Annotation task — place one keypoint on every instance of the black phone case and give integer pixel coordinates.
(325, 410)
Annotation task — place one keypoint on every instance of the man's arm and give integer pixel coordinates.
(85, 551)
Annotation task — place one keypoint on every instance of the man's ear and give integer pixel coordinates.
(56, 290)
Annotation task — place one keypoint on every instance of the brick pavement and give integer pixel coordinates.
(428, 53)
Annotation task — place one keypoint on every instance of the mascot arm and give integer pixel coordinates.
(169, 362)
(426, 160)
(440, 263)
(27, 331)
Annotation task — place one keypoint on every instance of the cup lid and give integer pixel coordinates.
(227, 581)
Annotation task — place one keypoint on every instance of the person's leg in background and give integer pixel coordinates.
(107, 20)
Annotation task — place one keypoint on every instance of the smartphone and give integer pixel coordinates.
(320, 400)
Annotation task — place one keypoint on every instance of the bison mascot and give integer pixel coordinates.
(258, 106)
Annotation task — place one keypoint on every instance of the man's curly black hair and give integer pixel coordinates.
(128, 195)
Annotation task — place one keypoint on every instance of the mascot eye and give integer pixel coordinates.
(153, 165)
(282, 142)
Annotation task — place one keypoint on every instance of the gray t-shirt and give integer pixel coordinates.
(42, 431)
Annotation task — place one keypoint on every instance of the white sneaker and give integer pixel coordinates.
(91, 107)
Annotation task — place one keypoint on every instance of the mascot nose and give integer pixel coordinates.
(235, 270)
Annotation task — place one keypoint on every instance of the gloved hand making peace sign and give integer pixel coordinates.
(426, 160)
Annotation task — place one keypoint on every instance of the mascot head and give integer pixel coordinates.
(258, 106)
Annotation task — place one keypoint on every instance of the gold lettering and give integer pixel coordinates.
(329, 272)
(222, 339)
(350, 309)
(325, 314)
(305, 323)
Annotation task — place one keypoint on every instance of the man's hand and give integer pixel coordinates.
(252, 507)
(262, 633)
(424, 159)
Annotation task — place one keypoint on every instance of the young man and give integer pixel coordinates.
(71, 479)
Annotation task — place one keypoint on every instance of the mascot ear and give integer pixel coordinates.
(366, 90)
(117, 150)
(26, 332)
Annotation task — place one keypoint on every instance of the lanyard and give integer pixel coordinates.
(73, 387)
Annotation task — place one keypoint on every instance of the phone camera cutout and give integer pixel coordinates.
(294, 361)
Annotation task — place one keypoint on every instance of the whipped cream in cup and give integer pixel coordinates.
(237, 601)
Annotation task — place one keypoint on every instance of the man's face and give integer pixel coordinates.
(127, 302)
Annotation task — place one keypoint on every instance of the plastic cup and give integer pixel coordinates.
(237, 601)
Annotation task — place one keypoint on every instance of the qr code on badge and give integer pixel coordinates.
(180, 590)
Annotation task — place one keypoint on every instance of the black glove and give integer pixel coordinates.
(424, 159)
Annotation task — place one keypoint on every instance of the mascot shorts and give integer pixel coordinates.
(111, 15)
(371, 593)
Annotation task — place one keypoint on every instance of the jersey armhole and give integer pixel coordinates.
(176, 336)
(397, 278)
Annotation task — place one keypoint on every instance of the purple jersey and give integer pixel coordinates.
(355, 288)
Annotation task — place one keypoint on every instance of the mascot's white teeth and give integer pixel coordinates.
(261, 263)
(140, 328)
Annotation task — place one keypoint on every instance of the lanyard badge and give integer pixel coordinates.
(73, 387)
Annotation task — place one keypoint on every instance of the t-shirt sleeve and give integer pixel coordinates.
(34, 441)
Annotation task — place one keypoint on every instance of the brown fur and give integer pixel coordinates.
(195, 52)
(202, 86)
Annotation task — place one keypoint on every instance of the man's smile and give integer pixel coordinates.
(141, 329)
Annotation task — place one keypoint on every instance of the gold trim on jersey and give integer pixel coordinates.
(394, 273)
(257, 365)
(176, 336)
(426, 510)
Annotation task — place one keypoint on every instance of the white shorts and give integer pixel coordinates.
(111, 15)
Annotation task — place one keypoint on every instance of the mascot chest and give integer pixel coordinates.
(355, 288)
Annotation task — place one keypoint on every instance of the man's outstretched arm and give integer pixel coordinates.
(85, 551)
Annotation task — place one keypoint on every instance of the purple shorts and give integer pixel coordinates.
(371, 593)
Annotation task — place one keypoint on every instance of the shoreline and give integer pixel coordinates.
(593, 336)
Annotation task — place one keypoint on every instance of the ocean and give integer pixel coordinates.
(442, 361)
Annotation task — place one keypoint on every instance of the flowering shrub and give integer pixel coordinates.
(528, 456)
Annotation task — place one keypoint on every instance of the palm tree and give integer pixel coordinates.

=== Problem statement ===
The response should contain only a verbatim copy of the lines from the line with "shrub and give integer pixel coordinates." to the final line of the records.

=== Exercise response ===
Annotation task — place one keypoint on every instance of the flowering shrub and give integer pixel coordinates.
(528, 456)
Annotation task — place one keypoint on every instance of the palm tree and give integer pixel coordinates.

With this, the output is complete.